> _What this task involves_: Restate all of the data below word for word.

Records provided Start Marker

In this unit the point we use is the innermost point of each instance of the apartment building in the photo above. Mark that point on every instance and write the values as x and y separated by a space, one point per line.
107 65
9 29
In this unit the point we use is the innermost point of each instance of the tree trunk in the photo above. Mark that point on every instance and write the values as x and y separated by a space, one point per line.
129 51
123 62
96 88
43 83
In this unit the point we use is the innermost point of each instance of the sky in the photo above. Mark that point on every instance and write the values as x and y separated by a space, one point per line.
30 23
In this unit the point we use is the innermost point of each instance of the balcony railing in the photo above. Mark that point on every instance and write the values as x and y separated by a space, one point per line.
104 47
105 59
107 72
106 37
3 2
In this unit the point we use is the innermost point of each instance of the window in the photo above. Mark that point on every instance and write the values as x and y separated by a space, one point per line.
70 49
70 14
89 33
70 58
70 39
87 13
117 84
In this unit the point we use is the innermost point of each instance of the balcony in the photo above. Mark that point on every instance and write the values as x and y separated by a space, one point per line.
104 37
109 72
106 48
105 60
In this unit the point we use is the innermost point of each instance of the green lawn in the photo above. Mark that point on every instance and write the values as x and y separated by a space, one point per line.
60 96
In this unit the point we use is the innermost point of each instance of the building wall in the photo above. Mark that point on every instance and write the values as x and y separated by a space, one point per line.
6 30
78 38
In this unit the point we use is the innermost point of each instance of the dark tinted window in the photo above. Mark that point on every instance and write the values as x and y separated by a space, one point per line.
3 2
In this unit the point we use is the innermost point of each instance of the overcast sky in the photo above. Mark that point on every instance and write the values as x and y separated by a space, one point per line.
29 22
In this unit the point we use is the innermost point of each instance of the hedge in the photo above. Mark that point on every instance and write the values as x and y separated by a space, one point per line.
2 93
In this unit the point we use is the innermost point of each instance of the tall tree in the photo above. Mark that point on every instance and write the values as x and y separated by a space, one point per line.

Records provided End Marker

> _Answer to this task_:
In this unit the point we use is the innermost point of each instance of the apartment building in the photo above. Mark that point on every instance and write the values as x and y separated by a space, one point per line.
107 65
9 29
In this unit the point we use is the innermost point of each instance of the tree trunk in the photo above. Mark that point on every instance and write the values as x and y separated by a space, one point per line.
129 51
123 62
96 88
43 83
In this unit the point we use is the innermost point of each instance of the sky in the photo above. Mark that point on every instance and write the values as x and y separated by a space, one point per line.
30 23
In this unit the point we use is the innermost point of each instance of the balcony railing in the photo above. Mark that point on every instance and write the values as x and y separated by a space, one point per line.
104 47
105 59
107 72
106 37
3 2
In this unit the point we use is the innermost point of each instance of the window in the photo above. Mark that point on every instance and write the values as x and y separated by a space, one point per line.
70 49
70 14
89 33
70 58
70 39
87 13
117 84
In this unit the point we use is the innermost point of each instance of the balcony in the photo above. Mark that point on every instance and write the values as x and y separated by a space, one point per line.
104 37
109 72
106 48
105 60
In this unit the point we use is the innermost point of each instance of the green lawn in the photo above. Mark that point on every instance and write the values as x and y separated by a space, one point per line.
60 96
In this unit the point we use is the innermost point of each instance of the building wall in the photo above. Mark that point on every instance and write the values as x and y separated by a space, one point per line.
6 30
78 38
In this unit the point we use is the innermost point of each instance of the dark tinted window in the photo above. Mark that point on every instance and write the values as x and y separated by a space, one point per line.
3 2
In this unit the point we use is the innermost point of each instance of the overcast sky in the photo above. Mark that point on every instance and write the values as x and y separated by a space, one point per line.
29 22
In this unit the point we use is the innermost point of each instance of the hedge in the photo above. Mark that point on every instance and write the values as x and y separated by a space, one point per line.
2 93
In this unit the point we use is the innermost point of each instance of the tall tree in the photo above. Mark that point on every instance and write the values as x and y separated by a space, one point per line.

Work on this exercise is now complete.